**TESTO DI PARTENZA**
★ ★ ★ ★ ★ ★ ★
LA DRACUNCULIASI
Di Andrea Petta e Franca Napoli

Non sappiamo come si chiamasse. Sappiamo che visse durante l’epoca tolemaica, e che morì intorno ai 13 anni. Una maschera funebre, anticamente coperta da una foglia d’oro, ricorda vagamente quella di Merit al Museo Egizio di Torino, così lontana storicamente da lei.

Ora ha solo un numero per nome, un po’ come altri, terribili numeri che abbiamo conosciuto solo il secolo scorso. Si chiama, semplicemente, 1770 ed “abita” a Manchester dal 1896, quando Sir Filnders Petrie la spedì in Inghilterra dai suoi scavi intorno ad Hawara. A Manchester, quasi cinquanta anni fa è partito un progetto di analisi paleopatologica delle mummie conservate in quel museo che ha fornito e sta fornendo preziosissime informazioni.

La mummia di ‘1770’, purtroppo mal conservata, ci racconta una storia terribile. Mani pietose la seppellirono, cercando di ricostruire ciò che la Natura le aveva portato via.
‘1770’ è morta dopo una sofferenza atroce, dopo aver subito l’amputazione di entrambe le gambe, una sotto il ginocchio e l’altra subito sopra. Probabilmente è sopravvissuta per qualche giorno, prima di soccombere.


Una radiografia della sua parete addominale ha rilevato la presenza di un particolare parassita, un maschio di Dracunculus medinensis, detto anche filaria di Medina o verme di Guinea. È probabilmente l’omicida di ‘1770’.

Il D. medinensisè particolarmente bastardo. Entra nel corpo umano quando ingeriamo piccoli crostacei infetti del parassita, le cui larve, liberate dai succhi gastrici dello stomaco, dopo averne “bucato” la parete si riproducono nella parete addominale. I maschi muoiono subito dopo l’accoppiamento, mentre le femmine migrano verso gli arti inferiori dove provocano infiammazioni, ulcere ed ascessi attraverso i quali la femmina spinge le uova all’esterno in modo che, quando l’ospite umano si immerge nell’acqua di uno stagno o di un fiume, il ciclo si ripeta.
L’unico modo di far uscire il parassita è quando la femmina depone le uova ed una parte spunta dall’arto infetto, cercando di farlo avvolgere su un bastoncino. È un processo lungo e pericoloso: se la femmina si spezza e muore durante il processo dà luogo ad una infiammazione molto più acuta che manda facilmente in sepsi l’arto.
È probabile che sia quello che è successo a ‘1770’. I mummificatori hanno cercato di “riparare” il danno, con delle canne strette da un tessuto a simulare le gambe amputate fino a ricostruire uno dei due piedi, e ponendo nella fasciatura anche due sorte di pantofole colorate, un particolare commovente nella sua semplicità.



I RIMEDI
Non esiste nei papiri medici una cura farmacologica per la dracunculiasi, che gli antichi medici chiamavano la “malattia aat”: viene specificato che si deve trattare “con il coltello des” (Ebers 875) aprendo la carne del malcapitato e cercando di estrarre il verme con uno strumento chiamato “henu” (forse un paio di pinzette, o possibilmente un bastoncino intorno a cui avvolgere il verme).
Una procedura estremamente pericolosa che, come abbiamo visto, purtroppo per la povera ‘1770’ non ha funzionato.
★ ★ ★ ★ ★ ★ ★
**DATI GREZZI**

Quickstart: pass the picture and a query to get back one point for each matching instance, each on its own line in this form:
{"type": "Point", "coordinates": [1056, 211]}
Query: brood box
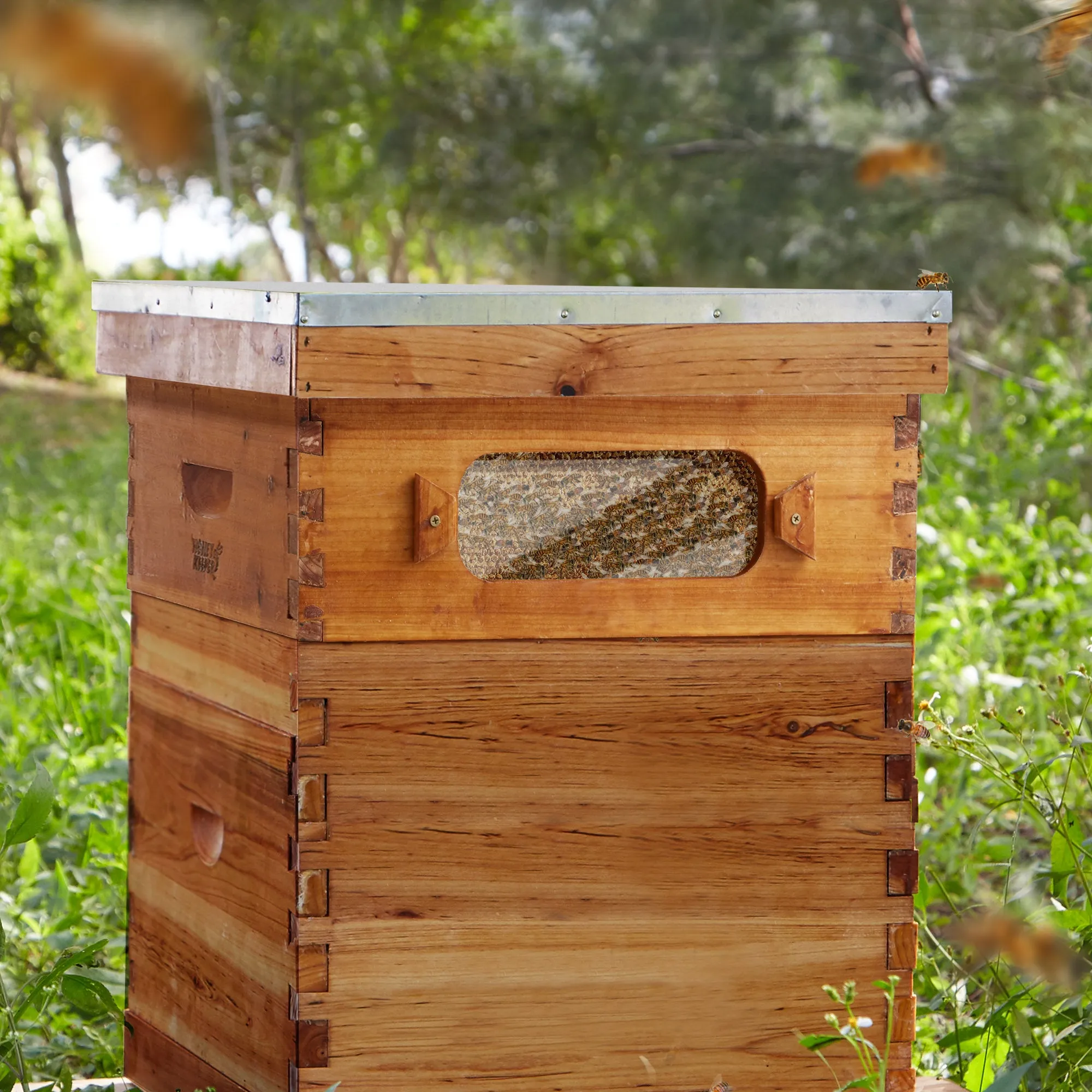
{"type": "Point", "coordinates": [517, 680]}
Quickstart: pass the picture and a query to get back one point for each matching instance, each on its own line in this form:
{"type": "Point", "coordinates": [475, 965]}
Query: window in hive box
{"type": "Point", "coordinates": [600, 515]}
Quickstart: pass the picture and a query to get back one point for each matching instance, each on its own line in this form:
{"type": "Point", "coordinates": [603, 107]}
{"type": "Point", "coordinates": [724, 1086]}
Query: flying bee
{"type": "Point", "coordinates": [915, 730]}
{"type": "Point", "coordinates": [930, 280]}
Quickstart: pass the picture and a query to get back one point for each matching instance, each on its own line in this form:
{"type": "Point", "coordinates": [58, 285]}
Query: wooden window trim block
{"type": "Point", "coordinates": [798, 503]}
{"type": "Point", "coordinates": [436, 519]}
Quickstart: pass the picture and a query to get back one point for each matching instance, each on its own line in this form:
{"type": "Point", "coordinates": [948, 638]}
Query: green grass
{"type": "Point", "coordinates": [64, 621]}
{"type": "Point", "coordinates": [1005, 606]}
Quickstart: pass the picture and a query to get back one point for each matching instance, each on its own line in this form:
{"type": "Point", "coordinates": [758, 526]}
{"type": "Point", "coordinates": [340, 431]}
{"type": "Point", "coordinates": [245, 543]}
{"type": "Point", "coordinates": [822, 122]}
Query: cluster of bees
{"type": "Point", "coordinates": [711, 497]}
★ ★ ★ ★ ★ ★ ★
**CONSEGNA**
Traduci in inglese questa frase del testo di partenza sulla dracunculiasi: «Mani pietose la seppellirono, cercando di ricostruire ciò che la Natura le aveva portato via.»

**LA TUA RISPOSTA**
Compassionate hands buried her, trying to rebuild what Nature had taken away from her.